> 所示文本:
▬▬▬▬▬▬▬▬▬▬

问题
I have a problem using the match function in awk on a string containing special characters. Consider the file test.awk:
{
match($0,"(^.*)kon",a);
print a[1];
}
and a corresponding test file "test.txt" with contents "Testing Håkon" (note the norwegian character "å"). The file is encoded in "iso-8859-1" with a length of 14 bytes. The hex dump of the file is given by xxd -p test.txt as
54657374696e672048e56b6f6e0a
From which we can see that the norwegian character "å" has been encoded with the hexadecimal number "e5".. That is, the file is encoded using iso-8859-1 encoding..

▬▬▬▬▬▬▬▬▬▬

> 数据摘录:

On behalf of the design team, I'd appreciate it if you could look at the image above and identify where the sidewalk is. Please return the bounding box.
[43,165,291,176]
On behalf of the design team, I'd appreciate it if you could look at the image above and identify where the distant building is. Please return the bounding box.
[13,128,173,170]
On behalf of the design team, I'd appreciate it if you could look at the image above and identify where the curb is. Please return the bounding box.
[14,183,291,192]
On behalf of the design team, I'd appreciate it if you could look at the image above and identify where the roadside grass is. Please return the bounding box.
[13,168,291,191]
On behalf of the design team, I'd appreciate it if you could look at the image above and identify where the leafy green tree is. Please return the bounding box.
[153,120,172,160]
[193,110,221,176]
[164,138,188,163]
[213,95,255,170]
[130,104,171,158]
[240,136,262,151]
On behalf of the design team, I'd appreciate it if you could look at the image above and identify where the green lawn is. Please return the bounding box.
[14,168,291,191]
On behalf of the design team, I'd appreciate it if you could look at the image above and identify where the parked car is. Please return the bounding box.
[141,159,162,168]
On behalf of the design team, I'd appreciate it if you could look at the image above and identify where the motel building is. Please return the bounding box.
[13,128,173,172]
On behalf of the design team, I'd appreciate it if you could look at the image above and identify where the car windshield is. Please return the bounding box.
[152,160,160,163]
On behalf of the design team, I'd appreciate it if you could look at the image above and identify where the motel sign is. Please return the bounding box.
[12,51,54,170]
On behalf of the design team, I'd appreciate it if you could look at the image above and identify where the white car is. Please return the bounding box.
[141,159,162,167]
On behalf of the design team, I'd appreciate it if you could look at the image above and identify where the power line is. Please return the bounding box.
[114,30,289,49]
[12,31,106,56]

▬▬▬▬▬▬▬▬▬▬

> 任务说明: 请从最后一句之后续写这篇讨论 awk 的 match 函数处理含特殊字符字符串的帖子。

> 回答如下:
Running
awk -f test.awk test.txt
Gives nothing at the terminal.. Whereas the correct output should have been "Testing Hå"..
The output of running the locale command is:
LANG=en_DK.UTF-8
LANGUAGE=en_US:
LC_CTYPE="en_DK.UTF-8"
LC_NUMERIC="en_DK.UTF-8"
LC_TIME="en_DK.UTF-8"
LC_COLLATE="en_DK.UTF-8"
LC_MONETARY="en_DK.UTF-8"
LC_MESSAGES="en_DK.UTF-8"
LC_PAPER="en_DK.UTF-8"
LC_NAME="en_DK.UTF-8"
LC_ADDRESS="en_DK.UTF-8"
LC_TELEPHONE="en_DK.UTF-8"
LC_MEASUREMENT="en_DK.UTF-8"
LC_IDENTIFICATION="en_DK.UTF-8"
LC_ALL=
which shows that the "LANG" variable is set to utf-8 encoding..
回答1:
This isn't a problem with awk see here. Your locale is expecting UTF-8 encoding but your file is using iso-8859-1 so either set your locale to match your file or vice versa.
Note: the second argument of match() should be a regexp and the trailing ; are not required
{
match($0,/(^.*)kon/,a)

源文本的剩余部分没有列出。